• [Data in this exercise]:
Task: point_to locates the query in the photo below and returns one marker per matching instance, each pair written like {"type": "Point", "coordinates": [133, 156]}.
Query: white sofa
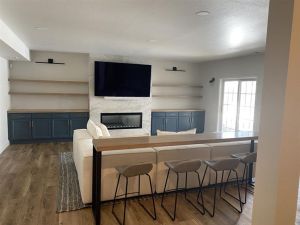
{"type": "Point", "coordinates": [83, 153]}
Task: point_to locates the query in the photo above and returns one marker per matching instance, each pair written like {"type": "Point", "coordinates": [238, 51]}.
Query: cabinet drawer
{"type": "Point", "coordinates": [159, 114]}
{"type": "Point", "coordinates": [185, 113]}
{"type": "Point", "coordinates": [79, 115]}
{"type": "Point", "coordinates": [175, 114]}
{"type": "Point", "coordinates": [19, 115]}
{"type": "Point", "coordinates": [61, 115]}
{"type": "Point", "coordinates": [41, 115]}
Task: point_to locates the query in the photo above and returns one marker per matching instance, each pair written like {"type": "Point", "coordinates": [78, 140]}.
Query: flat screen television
{"type": "Point", "coordinates": [122, 79]}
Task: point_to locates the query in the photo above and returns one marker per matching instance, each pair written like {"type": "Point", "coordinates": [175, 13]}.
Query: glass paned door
{"type": "Point", "coordinates": [238, 105]}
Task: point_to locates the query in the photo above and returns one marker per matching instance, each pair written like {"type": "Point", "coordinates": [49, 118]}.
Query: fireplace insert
{"type": "Point", "coordinates": [122, 120]}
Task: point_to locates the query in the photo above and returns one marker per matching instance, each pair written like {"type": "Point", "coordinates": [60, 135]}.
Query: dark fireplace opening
{"type": "Point", "coordinates": [122, 120]}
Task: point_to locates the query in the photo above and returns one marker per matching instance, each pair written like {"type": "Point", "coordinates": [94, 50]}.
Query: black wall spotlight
{"type": "Point", "coordinates": [212, 80]}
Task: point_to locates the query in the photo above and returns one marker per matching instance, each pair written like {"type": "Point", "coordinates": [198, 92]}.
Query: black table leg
{"type": "Point", "coordinates": [96, 186]}
{"type": "Point", "coordinates": [251, 165]}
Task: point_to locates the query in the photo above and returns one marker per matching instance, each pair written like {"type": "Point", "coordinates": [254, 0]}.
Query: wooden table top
{"type": "Point", "coordinates": [108, 144]}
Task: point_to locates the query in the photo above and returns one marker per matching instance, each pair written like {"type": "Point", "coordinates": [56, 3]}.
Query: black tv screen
{"type": "Point", "coordinates": [122, 79]}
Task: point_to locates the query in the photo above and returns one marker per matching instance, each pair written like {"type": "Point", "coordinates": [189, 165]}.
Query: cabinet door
{"type": "Point", "coordinates": [198, 120]}
{"type": "Point", "coordinates": [61, 128]}
{"type": "Point", "coordinates": [20, 129]}
{"type": "Point", "coordinates": [77, 123]}
{"type": "Point", "coordinates": [157, 123]}
{"type": "Point", "coordinates": [184, 123]}
{"type": "Point", "coordinates": [41, 128]}
{"type": "Point", "coordinates": [171, 123]}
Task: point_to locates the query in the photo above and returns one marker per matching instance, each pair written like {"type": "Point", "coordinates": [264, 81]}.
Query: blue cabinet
{"type": "Point", "coordinates": [171, 123]}
{"type": "Point", "coordinates": [184, 121]}
{"type": "Point", "coordinates": [157, 122]}
{"type": "Point", "coordinates": [32, 127]}
{"type": "Point", "coordinates": [78, 121]}
{"type": "Point", "coordinates": [41, 125]}
{"type": "Point", "coordinates": [177, 121]}
{"type": "Point", "coordinates": [19, 127]}
{"type": "Point", "coordinates": [198, 120]}
{"type": "Point", "coordinates": [61, 125]}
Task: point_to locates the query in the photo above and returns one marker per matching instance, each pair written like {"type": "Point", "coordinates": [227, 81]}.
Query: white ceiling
{"type": "Point", "coordinates": [124, 27]}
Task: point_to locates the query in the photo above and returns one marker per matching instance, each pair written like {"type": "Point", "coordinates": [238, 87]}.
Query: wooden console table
{"type": "Point", "coordinates": [110, 144]}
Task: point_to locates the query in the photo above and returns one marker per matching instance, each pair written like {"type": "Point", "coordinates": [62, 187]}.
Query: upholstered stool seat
{"type": "Point", "coordinates": [186, 167]}
{"type": "Point", "coordinates": [223, 165]}
{"type": "Point", "coordinates": [136, 170]}
{"type": "Point", "coordinates": [183, 166]}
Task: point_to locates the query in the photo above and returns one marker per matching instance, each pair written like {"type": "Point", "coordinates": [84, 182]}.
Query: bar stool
{"type": "Point", "coordinates": [223, 165]}
{"type": "Point", "coordinates": [133, 171]}
{"type": "Point", "coordinates": [247, 159]}
{"type": "Point", "coordinates": [182, 167]}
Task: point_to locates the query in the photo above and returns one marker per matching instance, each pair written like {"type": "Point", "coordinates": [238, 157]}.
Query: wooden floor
{"type": "Point", "coordinates": [28, 187]}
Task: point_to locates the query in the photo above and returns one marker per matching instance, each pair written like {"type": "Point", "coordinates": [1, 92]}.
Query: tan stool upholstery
{"type": "Point", "coordinates": [186, 167]}
{"type": "Point", "coordinates": [222, 165]}
{"type": "Point", "coordinates": [136, 170]}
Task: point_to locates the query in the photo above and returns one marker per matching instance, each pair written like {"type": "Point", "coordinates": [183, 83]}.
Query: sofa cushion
{"type": "Point", "coordinates": [191, 131]}
{"type": "Point", "coordinates": [104, 130]}
{"type": "Point", "coordinates": [94, 130]}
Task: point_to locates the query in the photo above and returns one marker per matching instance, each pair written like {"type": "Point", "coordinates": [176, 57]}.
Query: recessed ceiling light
{"type": "Point", "coordinates": [202, 13]}
{"type": "Point", "coordinates": [40, 28]}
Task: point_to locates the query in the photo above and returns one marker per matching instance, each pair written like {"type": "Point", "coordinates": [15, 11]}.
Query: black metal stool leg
{"type": "Point", "coordinates": [176, 195]}
{"type": "Point", "coordinates": [152, 195]}
{"type": "Point", "coordinates": [200, 192]}
{"type": "Point", "coordinates": [114, 202]}
{"type": "Point", "coordinates": [239, 193]}
{"type": "Point", "coordinates": [247, 178]}
{"type": "Point", "coordinates": [125, 203]}
{"type": "Point", "coordinates": [215, 194]}
{"type": "Point", "coordinates": [221, 183]}
{"type": "Point", "coordinates": [163, 196]}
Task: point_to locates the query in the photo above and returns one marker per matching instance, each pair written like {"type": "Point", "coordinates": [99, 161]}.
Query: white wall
{"type": "Point", "coordinates": [75, 69]}
{"type": "Point", "coordinates": [159, 76]}
{"type": "Point", "coordinates": [241, 67]}
{"type": "Point", "coordinates": [4, 103]}
{"type": "Point", "coordinates": [11, 45]}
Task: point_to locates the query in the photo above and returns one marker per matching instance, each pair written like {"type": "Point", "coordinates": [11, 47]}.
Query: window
{"type": "Point", "coordinates": [238, 105]}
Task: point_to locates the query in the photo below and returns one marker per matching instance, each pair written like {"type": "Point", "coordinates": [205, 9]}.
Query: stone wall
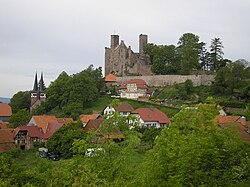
{"type": "Point", "coordinates": [161, 80]}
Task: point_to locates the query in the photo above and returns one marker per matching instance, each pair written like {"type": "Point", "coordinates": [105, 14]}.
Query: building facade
{"type": "Point", "coordinates": [37, 95]}
{"type": "Point", "coordinates": [120, 60]}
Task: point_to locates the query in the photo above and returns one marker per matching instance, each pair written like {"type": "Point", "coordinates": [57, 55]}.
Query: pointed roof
{"type": "Point", "coordinates": [152, 115]}
{"type": "Point", "coordinates": [35, 87]}
{"type": "Point", "coordinates": [5, 109]}
{"type": "Point", "coordinates": [41, 84]}
{"type": "Point", "coordinates": [43, 121]}
{"type": "Point", "coordinates": [110, 78]}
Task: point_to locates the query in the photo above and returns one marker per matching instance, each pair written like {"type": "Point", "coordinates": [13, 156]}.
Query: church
{"type": "Point", "coordinates": [37, 94]}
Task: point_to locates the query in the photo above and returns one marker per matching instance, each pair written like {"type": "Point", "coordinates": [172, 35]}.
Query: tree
{"type": "Point", "coordinates": [115, 165]}
{"type": "Point", "coordinates": [195, 152]}
{"type": "Point", "coordinates": [164, 58]}
{"type": "Point", "coordinates": [61, 141]}
{"type": "Point", "coordinates": [20, 118]}
{"type": "Point", "coordinates": [189, 50]}
{"type": "Point", "coordinates": [232, 76]}
{"type": "Point", "coordinates": [21, 100]}
{"type": "Point", "coordinates": [216, 54]}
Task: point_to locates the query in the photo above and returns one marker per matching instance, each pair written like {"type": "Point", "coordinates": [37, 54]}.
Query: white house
{"type": "Point", "coordinates": [151, 117]}
{"type": "Point", "coordinates": [133, 89]}
{"type": "Point", "coordinates": [123, 109]}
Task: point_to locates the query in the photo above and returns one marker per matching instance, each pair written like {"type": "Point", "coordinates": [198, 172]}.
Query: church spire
{"type": "Point", "coordinates": [35, 87]}
{"type": "Point", "coordinates": [41, 84]}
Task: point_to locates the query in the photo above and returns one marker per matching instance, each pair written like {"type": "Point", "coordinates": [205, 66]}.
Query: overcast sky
{"type": "Point", "coordinates": [52, 36]}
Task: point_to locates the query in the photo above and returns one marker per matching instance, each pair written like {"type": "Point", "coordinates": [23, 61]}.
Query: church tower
{"type": "Point", "coordinates": [37, 94]}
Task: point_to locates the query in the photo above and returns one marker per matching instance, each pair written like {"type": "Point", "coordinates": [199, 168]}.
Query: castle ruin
{"type": "Point", "coordinates": [122, 61]}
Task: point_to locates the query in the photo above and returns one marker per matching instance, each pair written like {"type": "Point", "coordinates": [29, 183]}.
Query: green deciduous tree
{"type": "Point", "coordinates": [195, 152]}
{"type": "Point", "coordinates": [216, 59]}
{"type": "Point", "coordinates": [164, 58]}
{"type": "Point", "coordinates": [189, 51]}
{"type": "Point", "coordinates": [232, 76]}
{"type": "Point", "coordinates": [62, 140]}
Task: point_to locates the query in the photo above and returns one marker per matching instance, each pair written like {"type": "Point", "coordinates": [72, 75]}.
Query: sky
{"type": "Point", "coordinates": [52, 36]}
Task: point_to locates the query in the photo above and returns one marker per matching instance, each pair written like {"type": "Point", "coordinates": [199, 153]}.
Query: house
{"type": "Point", "coordinates": [123, 109]}
{"type": "Point", "coordinates": [230, 119]}
{"type": "Point", "coordinates": [65, 121]}
{"type": "Point", "coordinates": [133, 89]}
{"type": "Point", "coordinates": [5, 112]}
{"type": "Point", "coordinates": [94, 125]}
{"type": "Point", "coordinates": [6, 139]}
{"type": "Point", "coordinates": [151, 117]}
{"type": "Point", "coordinates": [86, 117]}
{"type": "Point", "coordinates": [26, 136]}
{"type": "Point", "coordinates": [43, 121]}
{"type": "Point", "coordinates": [237, 122]}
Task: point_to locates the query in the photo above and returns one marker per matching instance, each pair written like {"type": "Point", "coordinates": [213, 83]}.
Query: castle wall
{"type": "Point", "coordinates": [161, 80]}
{"type": "Point", "coordinates": [121, 60]}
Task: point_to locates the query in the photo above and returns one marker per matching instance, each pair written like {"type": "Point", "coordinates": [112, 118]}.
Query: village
{"type": "Point", "coordinates": [131, 127]}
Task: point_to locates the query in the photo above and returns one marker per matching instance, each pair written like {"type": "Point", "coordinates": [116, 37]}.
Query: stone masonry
{"type": "Point", "coordinates": [163, 80]}
{"type": "Point", "coordinates": [122, 61]}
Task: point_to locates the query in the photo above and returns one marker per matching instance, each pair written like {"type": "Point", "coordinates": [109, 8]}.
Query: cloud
{"type": "Point", "coordinates": [61, 35]}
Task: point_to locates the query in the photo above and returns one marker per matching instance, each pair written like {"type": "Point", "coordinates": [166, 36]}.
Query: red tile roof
{"type": "Point", "coordinates": [3, 126]}
{"type": "Point", "coordinates": [93, 124]}
{"type": "Point", "coordinates": [242, 129]}
{"type": "Point", "coordinates": [230, 119]}
{"type": "Point", "coordinates": [43, 121]}
{"type": "Point", "coordinates": [86, 117]}
{"type": "Point", "coordinates": [51, 129]}
{"type": "Point", "coordinates": [110, 78]}
{"type": "Point", "coordinates": [6, 140]}
{"type": "Point", "coordinates": [6, 135]}
{"type": "Point", "coordinates": [124, 107]}
{"type": "Point", "coordinates": [5, 109]}
{"type": "Point", "coordinates": [152, 115]}
{"type": "Point", "coordinates": [65, 121]}
{"type": "Point", "coordinates": [139, 83]}
{"type": "Point", "coordinates": [33, 131]}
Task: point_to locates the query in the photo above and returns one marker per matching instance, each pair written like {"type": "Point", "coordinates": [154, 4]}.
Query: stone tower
{"type": "Point", "coordinates": [120, 60]}
{"type": "Point", "coordinates": [114, 41]}
{"type": "Point", "coordinates": [143, 41]}
{"type": "Point", "coordinates": [37, 94]}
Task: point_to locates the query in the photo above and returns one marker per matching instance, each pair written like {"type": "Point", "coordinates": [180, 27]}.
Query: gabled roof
{"type": "Point", "coordinates": [33, 131]}
{"type": "Point", "coordinates": [43, 121]}
{"type": "Point", "coordinates": [124, 107]}
{"type": "Point", "coordinates": [230, 119]}
{"type": "Point", "coordinates": [5, 109]}
{"type": "Point", "coordinates": [139, 83]}
{"type": "Point", "coordinates": [6, 135]}
{"type": "Point", "coordinates": [86, 117]}
{"type": "Point", "coordinates": [242, 129]}
{"type": "Point", "coordinates": [93, 124]}
{"type": "Point", "coordinates": [110, 78]}
{"type": "Point", "coordinates": [152, 115]}
{"type": "Point", "coordinates": [3, 126]}
{"type": "Point", "coordinates": [65, 121]}
{"type": "Point", "coordinates": [51, 129]}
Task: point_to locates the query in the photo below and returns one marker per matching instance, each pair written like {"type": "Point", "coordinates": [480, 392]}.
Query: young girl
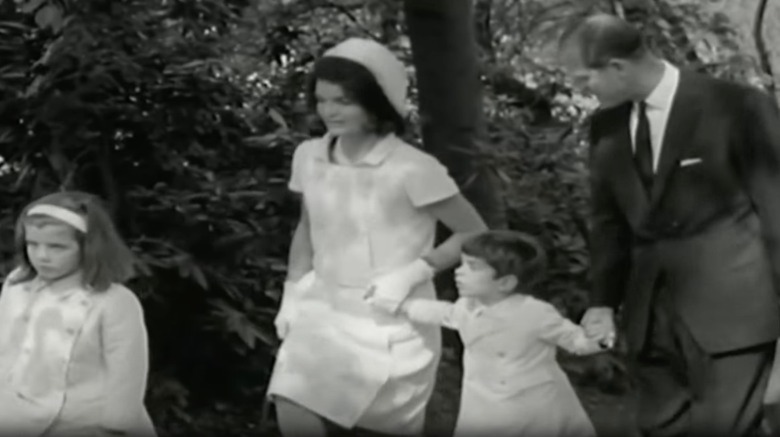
{"type": "Point", "coordinates": [73, 345]}
{"type": "Point", "coordinates": [370, 205]}
{"type": "Point", "coordinates": [512, 383]}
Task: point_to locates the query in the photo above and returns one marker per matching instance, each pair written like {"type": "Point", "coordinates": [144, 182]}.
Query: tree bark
{"type": "Point", "coordinates": [761, 48]}
{"type": "Point", "coordinates": [444, 54]}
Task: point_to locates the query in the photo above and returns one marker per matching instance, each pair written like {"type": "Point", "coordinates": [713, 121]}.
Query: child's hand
{"type": "Point", "coordinates": [381, 304]}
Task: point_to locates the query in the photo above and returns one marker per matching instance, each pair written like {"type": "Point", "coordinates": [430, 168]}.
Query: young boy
{"type": "Point", "coordinates": [512, 383]}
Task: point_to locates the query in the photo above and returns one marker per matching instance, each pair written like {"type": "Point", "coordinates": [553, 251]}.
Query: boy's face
{"type": "Point", "coordinates": [475, 278]}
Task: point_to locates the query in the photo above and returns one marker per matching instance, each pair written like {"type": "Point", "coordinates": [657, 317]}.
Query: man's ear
{"type": "Point", "coordinates": [508, 283]}
{"type": "Point", "coordinates": [619, 65]}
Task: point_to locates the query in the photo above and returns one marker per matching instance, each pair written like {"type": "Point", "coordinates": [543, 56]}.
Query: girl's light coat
{"type": "Point", "coordinates": [512, 383]}
{"type": "Point", "coordinates": [72, 362]}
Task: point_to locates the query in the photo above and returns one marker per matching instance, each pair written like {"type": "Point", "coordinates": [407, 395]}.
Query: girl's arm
{"type": "Point", "coordinates": [300, 257]}
{"type": "Point", "coordinates": [463, 220]}
{"type": "Point", "coordinates": [565, 334]}
{"type": "Point", "coordinates": [126, 356]}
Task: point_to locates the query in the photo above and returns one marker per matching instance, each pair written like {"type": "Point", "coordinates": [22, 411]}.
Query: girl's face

• [Problem requirements]: Take from the material every line that holds "below".

• [Written solution]:
Task: point_to locates the query in the photo below and returns one marker per matching instance, each pair written like {"type": "Point", "coordinates": [133, 156]}.
Task: point_to locates the query in the photo below and returns one marker per matching instance, each pair written like {"type": "Point", "coordinates": [205, 9]}.
Task: point_to locates the query in the photo below and returns one marker per matching instance, each pair written like {"type": "Point", "coordinates": [480, 392]}.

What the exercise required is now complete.